### EXTRACTED DATA
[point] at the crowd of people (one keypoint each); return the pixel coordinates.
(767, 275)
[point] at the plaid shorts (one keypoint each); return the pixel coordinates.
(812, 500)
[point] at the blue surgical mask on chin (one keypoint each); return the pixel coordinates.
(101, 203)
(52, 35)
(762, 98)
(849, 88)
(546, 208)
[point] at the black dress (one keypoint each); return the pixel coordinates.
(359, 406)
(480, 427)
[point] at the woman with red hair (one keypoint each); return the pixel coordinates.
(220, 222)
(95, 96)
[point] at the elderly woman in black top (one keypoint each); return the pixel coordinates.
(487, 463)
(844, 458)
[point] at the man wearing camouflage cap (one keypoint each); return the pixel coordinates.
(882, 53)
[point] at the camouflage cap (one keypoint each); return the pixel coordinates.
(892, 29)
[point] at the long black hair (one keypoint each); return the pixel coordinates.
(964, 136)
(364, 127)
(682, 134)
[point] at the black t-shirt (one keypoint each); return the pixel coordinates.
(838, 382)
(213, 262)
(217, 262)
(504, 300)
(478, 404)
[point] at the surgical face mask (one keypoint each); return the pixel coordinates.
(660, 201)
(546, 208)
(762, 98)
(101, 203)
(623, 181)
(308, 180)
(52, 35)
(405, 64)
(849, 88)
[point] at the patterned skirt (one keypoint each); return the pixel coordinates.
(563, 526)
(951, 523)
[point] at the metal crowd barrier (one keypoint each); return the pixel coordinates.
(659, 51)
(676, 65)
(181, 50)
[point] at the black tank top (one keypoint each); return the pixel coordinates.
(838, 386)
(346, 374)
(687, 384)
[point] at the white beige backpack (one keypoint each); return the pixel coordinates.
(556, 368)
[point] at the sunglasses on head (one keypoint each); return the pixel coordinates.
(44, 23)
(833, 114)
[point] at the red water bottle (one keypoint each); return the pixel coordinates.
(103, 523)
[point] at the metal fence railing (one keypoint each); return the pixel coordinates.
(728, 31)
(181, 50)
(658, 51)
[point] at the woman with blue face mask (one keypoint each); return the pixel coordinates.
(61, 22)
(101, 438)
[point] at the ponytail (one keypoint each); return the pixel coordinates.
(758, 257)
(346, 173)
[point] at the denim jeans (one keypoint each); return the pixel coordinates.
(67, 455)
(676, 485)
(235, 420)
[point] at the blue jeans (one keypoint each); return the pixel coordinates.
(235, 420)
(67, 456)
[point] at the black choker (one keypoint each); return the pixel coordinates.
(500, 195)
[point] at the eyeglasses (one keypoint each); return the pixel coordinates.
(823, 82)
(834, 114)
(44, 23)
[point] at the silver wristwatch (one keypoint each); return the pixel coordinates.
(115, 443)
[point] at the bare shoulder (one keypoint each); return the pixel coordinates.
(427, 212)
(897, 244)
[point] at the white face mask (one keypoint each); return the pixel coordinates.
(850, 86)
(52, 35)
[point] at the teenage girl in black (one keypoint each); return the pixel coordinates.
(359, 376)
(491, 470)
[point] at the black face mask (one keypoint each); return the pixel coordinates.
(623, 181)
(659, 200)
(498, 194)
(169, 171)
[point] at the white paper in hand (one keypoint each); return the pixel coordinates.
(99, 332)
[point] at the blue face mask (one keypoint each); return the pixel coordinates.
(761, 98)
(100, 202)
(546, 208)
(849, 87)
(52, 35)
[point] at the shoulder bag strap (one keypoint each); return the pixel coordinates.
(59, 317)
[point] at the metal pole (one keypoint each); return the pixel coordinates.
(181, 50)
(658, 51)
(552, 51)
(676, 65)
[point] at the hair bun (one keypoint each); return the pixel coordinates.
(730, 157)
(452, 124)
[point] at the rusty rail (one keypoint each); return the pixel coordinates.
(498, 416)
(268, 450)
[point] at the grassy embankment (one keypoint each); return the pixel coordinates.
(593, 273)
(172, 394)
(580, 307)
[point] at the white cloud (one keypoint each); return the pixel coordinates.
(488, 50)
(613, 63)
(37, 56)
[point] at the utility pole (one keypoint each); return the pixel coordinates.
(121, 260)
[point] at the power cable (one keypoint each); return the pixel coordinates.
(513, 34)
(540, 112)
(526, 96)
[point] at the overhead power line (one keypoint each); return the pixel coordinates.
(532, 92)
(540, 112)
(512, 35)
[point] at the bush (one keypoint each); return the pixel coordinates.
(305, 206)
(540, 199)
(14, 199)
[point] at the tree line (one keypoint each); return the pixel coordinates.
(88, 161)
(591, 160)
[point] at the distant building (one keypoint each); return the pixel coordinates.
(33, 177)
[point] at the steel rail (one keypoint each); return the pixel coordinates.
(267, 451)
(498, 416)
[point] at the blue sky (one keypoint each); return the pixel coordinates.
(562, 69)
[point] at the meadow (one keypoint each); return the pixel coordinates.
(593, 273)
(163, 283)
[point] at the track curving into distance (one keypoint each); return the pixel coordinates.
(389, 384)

### REQUIREMENT
Without leaving anything out, quote all the data.

### WORKED SOLUTION
[point] at the crowd of people (one keypoint each); return the pixel coordinates.
(767, 275)
[point] at the plaid shorts (one keypoint each); return the pixel coordinates.
(812, 500)
[point] at the blue surgical mask on chin (one keypoint each); return the pixel coordinates.
(101, 203)
(52, 35)
(762, 98)
(849, 88)
(546, 208)
[point] at the black dress (one keypoint each); return the pixel coordinates.
(359, 406)
(480, 427)
[point] at the woman with red hair (one keypoint each); return the pixel coordinates.
(220, 222)
(95, 96)
[point] at the elderly woman in black top (one keypoint each); return the pixel coordinates.
(487, 463)
(844, 458)
[point] at the man wearing camouflage cap (one keypoint each); return the pixel coordinates.
(882, 53)
[point] at the camouflage cap (one keypoint each); return the pixel coordinates.
(892, 29)
[point] at the long black hair (one keypoint each); return the pixel coordinates.
(964, 136)
(364, 127)
(682, 134)
[point] at the black t-shirt (one keypoint each); return the pixel coordinates.
(838, 382)
(213, 262)
(217, 262)
(504, 300)
(478, 404)
[point] at the surgical face mask (one keypoint each); return the pixel coordinates.
(660, 201)
(546, 208)
(762, 98)
(101, 203)
(623, 181)
(308, 180)
(52, 35)
(405, 64)
(849, 88)
[point] at the patterned skirt (one keypoint each); return the pixel coordinates.
(563, 526)
(951, 523)
[point] at the metal crowd barrier (one keypoint each); return the pixel coordinates.
(659, 51)
(676, 65)
(181, 50)
[point] at the black tank top (one keypoint each); return the pixel coordinates.
(838, 386)
(346, 374)
(687, 384)
[point] at the white beige backpack (one keypoint each); return the pixel coordinates.
(556, 368)
[point] at the sunglasses on head (one keypoint each); return the pixel coordinates.
(44, 23)
(833, 114)
[point] at the red water bottle (one keypoint each); return the pixel coordinates.
(103, 523)
[point] at the metal fence railing (one keypoint each); return the pixel coordinates.
(728, 31)
(181, 50)
(658, 51)
[point] at the woman with blue face mask (one keypoint each); return the pixel coordinates.
(61, 22)
(101, 438)
[point] at the ponytail (one keypoint each); return the pixel coordinates.
(758, 257)
(346, 173)
[point] at the denim jeans (one keypoint each); return the pixel coordinates.
(67, 455)
(676, 485)
(235, 420)
[point] at the blue jeans (one keypoint each); return the pixel coordinates.
(235, 420)
(67, 456)
[point] at the black choker (one keypoint each); return the pixel coordinates.
(500, 195)
[point] at the eyeglasses (one keypoint each); return the pixel coordinates.
(823, 82)
(834, 114)
(44, 23)
[point] at the silver wristwatch (one keypoint each); return the pixel coordinates.
(115, 443)
[point] at the bare shoulder (one keypoint each); return the pixel coordinates.
(427, 212)
(897, 244)
[point] at the white face mask (one keypoint each); return the pixel coordinates.
(850, 86)
(52, 35)
[point] at the teenage girl in black (one keypoint each); return the pixel coordinates.
(359, 376)
(491, 470)
[point] at the black face mask (one keypoint each); return the pixel coordinates.
(623, 181)
(659, 200)
(498, 194)
(169, 171)
[point] at the white paper in hand (one keypoint each); return the pixel coordinates.
(99, 332)
[point] at the blue face mask (one keypoint each); return the pixel coordinates.
(761, 98)
(100, 202)
(546, 208)
(849, 87)
(52, 35)
[point] at the shoulder bag strap (one keypoint each); return the pixel coordinates.
(59, 317)
[point] at the metal pole (one keypoint each); return the pixel coordinates.
(181, 50)
(658, 51)
(552, 51)
(676, 65)
[point] at the hair bun (one keypoint each); return the pixel coordinates.
(730, 157)
(452, 124)
[point] at the rusty rail (one keypoint each); return the pixel coordinates.
(498, 416)
(268, 450)
[point] at the grassy embankment (one keypoint each); return the pixel coordinates.
(593, 273)
(172, 394)
(580, 307)
[point] at the white cloud (one keypoint each); return the pixel coordinates.
(488, 50)
(613, 63)
(37, 56)
[point] at the utility pole (one keypoint each); return the pixel coordinates.
(121, 260)
[point] at the power cable (one keypoint each); return the pixel coordinates.
(513, 34)
(540, 112)
(526, 96)
[point] at the overhead power line (one keypoint each); return the pixel coordinates.
(532, 92)
(540, 112)
(512, 35)
[point] at the bush (one keypoint each); return the pixel coordinates.
(305, 206)
(540, 199)
(14, 199)
[point] at the tree line (one keypoint each); return the pixel coordinates.
(88, 161)
(591, 160)
[point] at the distant building (one keypoint each); return the pixel coordinates.
(33, 177)
[point] at the steel rail (one keypoint each); return the pixel coordinates.
(267, 451)
(498, 416)
[point] at the blue sky (one keypoint each); return the pixel coordinates.
(562, 69)
[point] at the meadow (one keypoint each); return the pixel coordinates.
(593, 273)
(163, 283)
[point] at the track curving into distance (one keypoint each); return the pixel coordinates.
(389, 384)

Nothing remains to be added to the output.